Task goal:
Copy out each line below that has the word "with" in it.

(Beginning of Records for the task)

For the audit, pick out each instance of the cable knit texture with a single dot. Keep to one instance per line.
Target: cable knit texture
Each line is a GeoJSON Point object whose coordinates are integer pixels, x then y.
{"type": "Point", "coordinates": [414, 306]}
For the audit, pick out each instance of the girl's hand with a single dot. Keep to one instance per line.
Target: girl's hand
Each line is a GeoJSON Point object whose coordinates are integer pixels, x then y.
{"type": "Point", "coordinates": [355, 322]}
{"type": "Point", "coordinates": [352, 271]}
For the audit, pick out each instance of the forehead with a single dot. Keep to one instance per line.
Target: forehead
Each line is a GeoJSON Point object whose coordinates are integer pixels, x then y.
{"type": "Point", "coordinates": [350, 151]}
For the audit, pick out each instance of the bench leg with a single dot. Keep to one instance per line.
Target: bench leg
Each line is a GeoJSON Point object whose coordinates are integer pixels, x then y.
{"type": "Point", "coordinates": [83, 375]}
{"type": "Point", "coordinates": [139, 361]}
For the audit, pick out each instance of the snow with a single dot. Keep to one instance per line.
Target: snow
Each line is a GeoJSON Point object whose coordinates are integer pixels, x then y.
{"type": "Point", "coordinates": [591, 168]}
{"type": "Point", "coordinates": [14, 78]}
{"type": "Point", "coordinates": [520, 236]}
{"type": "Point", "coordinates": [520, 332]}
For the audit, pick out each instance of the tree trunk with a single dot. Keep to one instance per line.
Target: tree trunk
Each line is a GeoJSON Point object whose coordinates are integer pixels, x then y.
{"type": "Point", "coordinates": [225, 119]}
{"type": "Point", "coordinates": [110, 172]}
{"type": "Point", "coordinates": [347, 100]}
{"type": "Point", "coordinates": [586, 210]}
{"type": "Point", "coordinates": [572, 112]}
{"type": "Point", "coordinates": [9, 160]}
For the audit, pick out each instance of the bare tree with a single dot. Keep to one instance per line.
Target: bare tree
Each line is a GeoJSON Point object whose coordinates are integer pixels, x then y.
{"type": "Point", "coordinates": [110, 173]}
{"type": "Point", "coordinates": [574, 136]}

(End of Records for the task)

Completed task:
For the audit, pick out each instance of the cable knit texture with a single dot. Keep to one instance per line.
For the audit, pick out each instance of the girl's hand with a single dot. Keep to one instance per line.
For the audit, pick out each instance of the forehead with a single dot. Keep to one instance per line.
For the audit, pick out each instance of the bench leg with a single dot. Keep to one instance per line.
For the audit, pick out each instance of the snow with a single dot. Keep to one instance per line.
For the audit, pick out each instance of the tree trunk with a single dot. Keep to one instance per line.
For the audit, pick out each instance of the bare tree with a single dot. Keep to one instance per line.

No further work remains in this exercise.